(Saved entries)
• • •

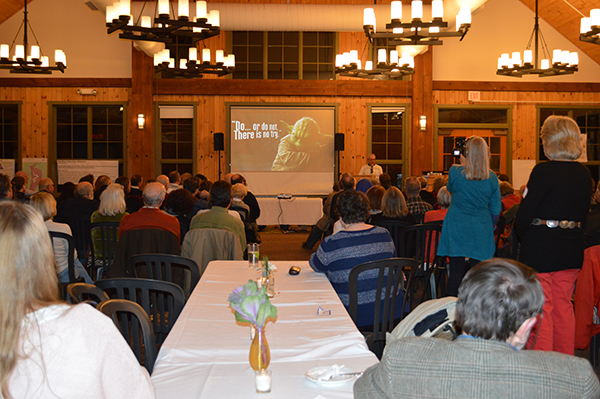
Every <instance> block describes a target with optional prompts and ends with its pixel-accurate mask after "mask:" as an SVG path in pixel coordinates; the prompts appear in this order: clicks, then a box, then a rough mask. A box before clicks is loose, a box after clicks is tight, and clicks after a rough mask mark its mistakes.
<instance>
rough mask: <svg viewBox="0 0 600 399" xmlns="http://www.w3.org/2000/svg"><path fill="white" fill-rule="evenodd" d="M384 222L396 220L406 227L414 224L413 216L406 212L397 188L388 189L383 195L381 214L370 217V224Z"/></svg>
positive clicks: (399, 194)
mask: <svg viewBox="0 0 600 399" xmlns="http://www.w3.org/2000/svg"><path fill="white" fill-rule="evenodd" d="M386 220H398V221H400V222H404V223H406V224H407V225H409V224H415V223H416V221H415V218H414V216H413V215H411V214H410V212H408V207H407V206H406V200H405V199H404V194H402V191H400V189H398V187H390V188H389V189H387V191H386V192H385V194H383V198H382V199H381V213H378V214H376V215H373V216H371V219H370V223H373V224H377V223H379V222H380V221H386Z"/></svg>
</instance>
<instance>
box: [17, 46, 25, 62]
mask: <svg viewBox="0 0 600 399" xmlns="http://www.w3.org/2000/svg"><path fill="white" fill-rule="evenodd" d="M17 58H25V50H24V47H23V45H22V44H17V45H16V46H15V59H17Z"/></svg>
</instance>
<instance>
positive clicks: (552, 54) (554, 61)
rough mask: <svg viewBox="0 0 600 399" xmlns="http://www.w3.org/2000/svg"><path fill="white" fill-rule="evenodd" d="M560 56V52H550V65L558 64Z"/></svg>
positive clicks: (556, 49) (561, 55)
mask: <svg viewBox="0 0 600 399" xmlns="http://www.w3.org/2000/svg"><path fill="white" fill-rule="evenodd" d="M561 56H562V51H560V50H558V49H556V50H553V51H552V63H553V64H560V58H561Z"/></svg>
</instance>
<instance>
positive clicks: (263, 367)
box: [248, 328, 271, 370]
mask: <svg viewBox="0 0 600 399" xmlns="http://www.w3.org/2000/svg"><path fill="white" fill-rule="evenodd" d="M248 358H249V360H250V366H251V367H252V368H253V369H254V370H265V369H266V368H267V367H269V363H270V362H271V351H270V350H269V343H268V342H267V338H266V337H265V329H264V328H257V329H256V334H254V339H253V340H252V344H251V345H250V355H249V356H248Z"/></svg>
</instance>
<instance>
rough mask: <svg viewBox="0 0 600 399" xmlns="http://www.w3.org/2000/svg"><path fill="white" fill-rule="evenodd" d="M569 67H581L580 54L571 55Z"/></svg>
mask: <svg viewBox="0 0 600 399" xmlns="http://www.w3.org/2000/svg"><path fill="white" fill-rule="evenodd" d="M569 65H571V66H577V65H579V54H577V52H576V51H574V52H572V53H570V54H569Z"/></svg>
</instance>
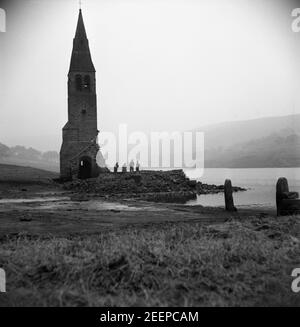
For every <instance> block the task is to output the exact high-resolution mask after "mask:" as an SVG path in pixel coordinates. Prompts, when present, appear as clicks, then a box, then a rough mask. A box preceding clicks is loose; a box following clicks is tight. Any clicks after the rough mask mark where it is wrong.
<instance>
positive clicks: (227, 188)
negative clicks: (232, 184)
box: [224, 179, 237, 211]
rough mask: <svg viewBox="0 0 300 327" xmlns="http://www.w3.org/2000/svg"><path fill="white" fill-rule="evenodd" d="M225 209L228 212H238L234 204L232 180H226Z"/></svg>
mask: <svg viewBox="0 0 300 327" xmlns="http://www.w3.org/2000/svg"><path fill="white" fill-rule="evenodd" d="M224 197H225V209H226V210H227V211H237V209H236V207H235V206H234V203H233V197H232V185H231V180H230V179H226V181H225V184H224Z"/></svg>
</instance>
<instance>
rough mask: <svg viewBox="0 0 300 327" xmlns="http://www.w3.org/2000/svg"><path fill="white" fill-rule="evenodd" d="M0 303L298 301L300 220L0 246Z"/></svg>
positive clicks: (16, 238) (2, 241)
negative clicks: (5, 287) (297, 274)
mask: <svg viewBox="0 0 300 327" xmlns="http://www.w3.org/2000/svg"><path fill="white" fill-rule="evenodd" d="M1 243H2V244H1V249H0V267H4V268H5V270H6V273H7V291H8V292H7V293H6V294H0V295H1V296H0V304H1V305H18V306H23V305H24V306H25V305H35V306H96V305H97V306H137V305H141V306H143V305H153V306H177V305H183V306H207V305H213V306H215V305H222V306H223V305H225V306H231V305H237V306H240V305H241V306H245V305H259V306H260V305H300V297H299V294H294V293H292V292H291V281H292V278H291V271H292V269H293V268H295V267H299V266H300V220H299V217H288V218H286V217H285V218H280V219H275V218H251V219H250V218H249V220H247V221H244V222H239V221H231V222H227V223H223V224H218V225H210V226H208V225H201V224H198V223H191V222H189V223H173V224H170V223H165V224H158V225H153V226H144V227H142V226H140V227H136V226H135V227H133V226H127V227H125V228H122V229H119V230H116V231H109V232H105V233H100V234H98V235H92V236H80V237H78V236H77V237H74V238H59V237H55V238H54V237H53V238H52V237H48V238H30V237H29V236H21V235H18V236H14V237H12V238H9V239H5V238H4V239H2V240H1Z"/></svg>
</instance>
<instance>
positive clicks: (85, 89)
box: [83, 75, 91, 91]
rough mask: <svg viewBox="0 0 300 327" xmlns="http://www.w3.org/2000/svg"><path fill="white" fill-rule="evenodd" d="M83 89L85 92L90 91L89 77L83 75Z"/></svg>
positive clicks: (90, 83) (90, 78)
mask: <svg viewBox="0 0 300 327" xmlns="http://www.w3.org/2000/svg"><path fill="white" fill-rule="evenodd" d="M83 88H84V90H86V91H90V90H91V78H90V76H89V75H85V76H84V84H83Z"/></svg>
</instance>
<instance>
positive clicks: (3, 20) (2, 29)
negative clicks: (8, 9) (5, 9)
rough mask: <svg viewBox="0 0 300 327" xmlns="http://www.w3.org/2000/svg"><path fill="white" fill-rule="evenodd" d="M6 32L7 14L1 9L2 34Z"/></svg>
mask: <svg viewBox="0 0 300 327" xmlns="http://www.w3.org/2000/svg"><path fill="white" fill-rule="evenodd" d="M5 32H6V12H5V10H4V9H2V8H0V33H5Z"/></svg>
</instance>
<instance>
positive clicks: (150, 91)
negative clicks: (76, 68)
mask: <svg viewBox="0 0 300 327" xmlns="http://www.w3.org/2000/svg"><path fill="white" fill-rule="evenodd" d="M0 7H2V8H5V9H6V13H7V32H6V33H0V142H1V143H4V144H7V145H10V146H12V145H16V144H20V145H25V146H33V147H35V148H37V149H40V150H59V148H60V144H61V129H62V127H63V125H64V124H65V123H66V121H67V73H68V68H69V61H70V56H71V50H72V40H73V37H74V34H75V28H76V23H77V17H78V1H77V0H59V1H53V0H51V1H50V0H22V1H18V0H10V1H6V2H3V1H0ZM295 7H300V3H299V1H292V0H290V1H289V0H198V1H196V0H122V1H121V0H82V10H83V18H84V21H85V26H86V30H87V34H88V38H89V42H90V48H91V53H92V58H93V62H94V65H95V67H96V70H97V75H96V78H97V95H98V125H99V129H100V132H101V130H102V131H114V132H115V131H116V130H117V129H118V125H119V124H120V123H127V124H128V128H129V130H131V131H136V130H142V131H181V130H187V129H192V128H195V127H198V126H202V125H207V124H211V123H218V122H222V121H232V120H242V119H252V118H257V117H265V116H278V115H286V114H292V113H300V33H293V32H292V29H291V24H292V20H293V18H292V17H291V11H292V9H293V8H295Z"/></svg>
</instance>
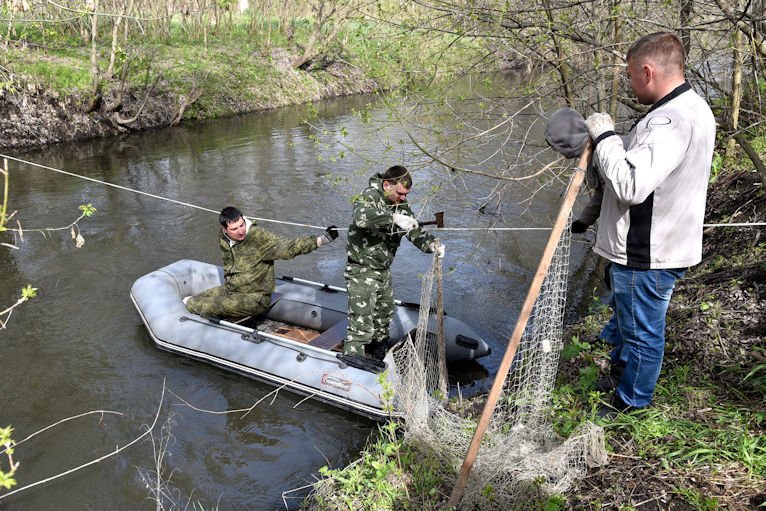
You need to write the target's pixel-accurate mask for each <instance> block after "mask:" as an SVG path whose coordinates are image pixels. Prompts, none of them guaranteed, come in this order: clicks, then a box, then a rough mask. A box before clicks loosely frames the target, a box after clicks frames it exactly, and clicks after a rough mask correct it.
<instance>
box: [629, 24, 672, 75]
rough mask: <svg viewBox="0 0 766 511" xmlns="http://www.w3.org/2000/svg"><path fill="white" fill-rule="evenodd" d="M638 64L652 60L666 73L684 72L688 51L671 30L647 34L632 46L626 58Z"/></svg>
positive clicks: (632, 45) (653, 61)
mask: <svg viewBox="0 0 766 511" xmlns="http://www.w3.org/2000/svg"><path fill="white" fill-rule="evenodd" d="M631 59H633V60H635V62H636V63H637V64H643V63H644V62H646V61H647V60H648V61H651V62H652V63H653V64H654V65H656V66H658V67H661V68H662V69H663V71H665V72H666V73H679V72H680V73H681V74H683V73H684V61H685V60H686V51H685V50H684V45H683V43H682V42H681V40H680V39H679V38H678V36H677V35H675V34H673V33H671V32H655V33H653V34H649V35H645V36H644V37H642V38H641V39H639V40H638V41H636V42H635V43H633V45H632V46H631V47H630V49H629V50H628V54H627V55H626V60H631Z"/></svg>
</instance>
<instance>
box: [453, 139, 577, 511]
mask: <svg viewBox="0 0 766 511" xmlns="http://www.w3.org/2000/svg"><path fill="white" fill-rule="evenodd" d="M590 152H591V144H590V141H589V142H588V144H587V145H586V146H585V148H584V149H583V151H582V154H581V155H580V161H579V162H578V164H577V171H576V172H575V173H574V175H572V179H571V180H570V181H569V188H567V191H566V194H565V195H564V202H563V203H562V204H561V208H560V209H559V213H558V216H557V217H556V222H555V223H554V224H553V229H552V230H551V235H550V238H548V244H547V245H545V250H544V251H543V255H542V257H541V258H540V264H539V265H538V266H537V272H536V273H535V278H534V279H533V280H532V284H531V285H530V286H529V292H528V293H527V298H526V299H525V300H524V305H523V306H522V307H521V314H520V315H519V319H518V320H517V321H516V328H515V329H514V330H513V334H512V335H511V339H510V341H509V342H508V347H507V348H506V350H505V355H503V360H502V361H501V362H500V367H499V368H498V370H497V375H496V376H495V381H494V382H493V383H492V389H491V390H490V392H489V396H488V397H487V402H486V404H485V405H484V410H483V411H482V413H481V418H480V419H479V424H478V425H477V426H476V432H475V433H474V435H473V439H472V440H471V445H470V446H469V447H468V453H467V454H466V456H465V459H464V460H463V466H462V467H461V468H460V473H459V474H458V478H457V481H456V482H455V486H454V488H453V489H452V494H451V495H450V499H449V502H447V507H448V508H456V507H457V505H458V504H459V503H460V499H461V498H462V497H463V491H464V490H465V485H466V483H467V482H468V475H469V474H470V473H471V468H472V467H473V462H474V461H475V460H476V454H477V453H478V452H479V446H480V445H481V440H482V438H484V433H486V431H487V427H488V426H489V419H490V418H491V417H492V413H493V412H494V411H495V405H496V404H497V400H498V398H499V397H500V392H501V391H502V390H503V385H504V383H505V378H506V377H507V376H508V372H509V371H510V368H511V363H512V362H513V357H514V356H516V350H518V348H519V344H520V343H521V336H522V335H523V334H524V329H525V328H526V327H527V322H528V321H529V316H530V315H531V314H532V308H533V307H534V305H535V302H536V301H537V296H538V295H539V294H540V288H541V287H542V285H543V281H544V280H545V275H546V274H547V273H548V267H549V266H550V264H551V261H552V260H553V255H554V253H555V252H556V246H557V245H558V243H559V239H560V238H561V233H562V232H564V228H565V227H566V225H567V222H568V221H569V213H570V212H571V211H572V206H573V205H574V202H575V199H576V198H577V193H578V192H579V191H580V186H582V182H583V179H584V178H585V169H586V168H587V166H588V160H589V159H590Z"/></svg>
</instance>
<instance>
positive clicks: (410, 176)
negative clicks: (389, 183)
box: [381, 165, 412, 188]
mask: <svg viewBox="0 0 766 511" xmlns="http://www.w3.org/2000/svg"><path fill="white" fill-rule="evenodd" d="M381 177H382V178H383V181H388V182H389V183H394V184H396V183H401V184H402V186H404V187H405V188H412V177H411V176H410V171H409V170H407V169H406V168H405V167H404V166H402V165H394V166H393V167H389V168H388V169H386V171H385V172H384V173H383V174H381Z"/></svg>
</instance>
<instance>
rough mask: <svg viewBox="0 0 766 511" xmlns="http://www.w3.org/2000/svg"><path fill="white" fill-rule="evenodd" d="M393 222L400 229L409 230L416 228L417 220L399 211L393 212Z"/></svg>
mask: <svg viewBox="0 0 766 511" xmlns="http://www.w3.org/2000/svg"><path fill="white" fill-rule="evenodd" d="M392 216H393V217H394V223H395V224H396V225H397V227H399V228H400V229H402V230H404V231H407V232H410V231H411V230H412V229H417V228H418V221H417V220H415V219H414V218H412V217H411V216H410V215H403V214H401V213H394V214H393V215H392Z"/></svg>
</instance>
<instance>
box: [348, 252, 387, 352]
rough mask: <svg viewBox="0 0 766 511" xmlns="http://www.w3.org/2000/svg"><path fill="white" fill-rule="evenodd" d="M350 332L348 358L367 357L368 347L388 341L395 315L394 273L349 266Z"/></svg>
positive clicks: (349, 316)
mask: <svg viewBox="0 0 766 511" xmlns="http://www.w3.org/2000/svg"><path fill="white" fill-rule="evenodd" d="M345 278H346V288H347V289H348V330H347V332H346V339H345V341H344V344H343V351H344V353H345V354H346V355H360V356H361V355H364V352H365V349H364V348H365V345H366V344H369V343H379V342H386V341H388V333H389V328H390V325H391V319H392V318H393V316H394V291H393V287H392V285H391V272H390V271H388V270H370V269H369V268H365V267H363V266H359V265H356V264H349V265H348V266H346V273H345Z"/></svg>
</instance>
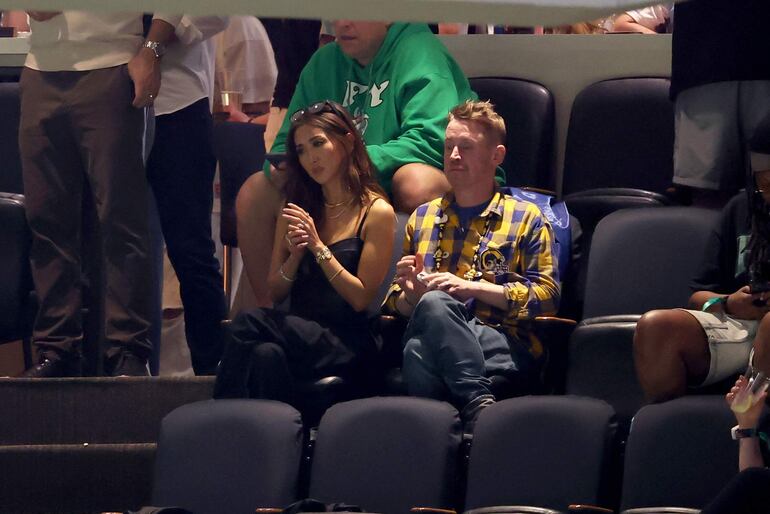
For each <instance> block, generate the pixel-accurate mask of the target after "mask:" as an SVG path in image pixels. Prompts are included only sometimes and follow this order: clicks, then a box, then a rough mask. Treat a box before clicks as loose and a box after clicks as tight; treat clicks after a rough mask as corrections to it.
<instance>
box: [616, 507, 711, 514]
mask: <svg viewBox="0 0 770 514" xmlns="http://www.w3.org/2000/svg"><path fill="white" fill-rule="evenodd" d="M620 514H700V510H699V509H689V508H686V507H643V508H640V509H628V510H624V511H622V512H621V513H620Z"/></svg>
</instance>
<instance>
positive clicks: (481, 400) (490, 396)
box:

• • •

> [What you have to do]:
Provide only the count of lines in the data above that include the string "appear".

> [Task output]:
2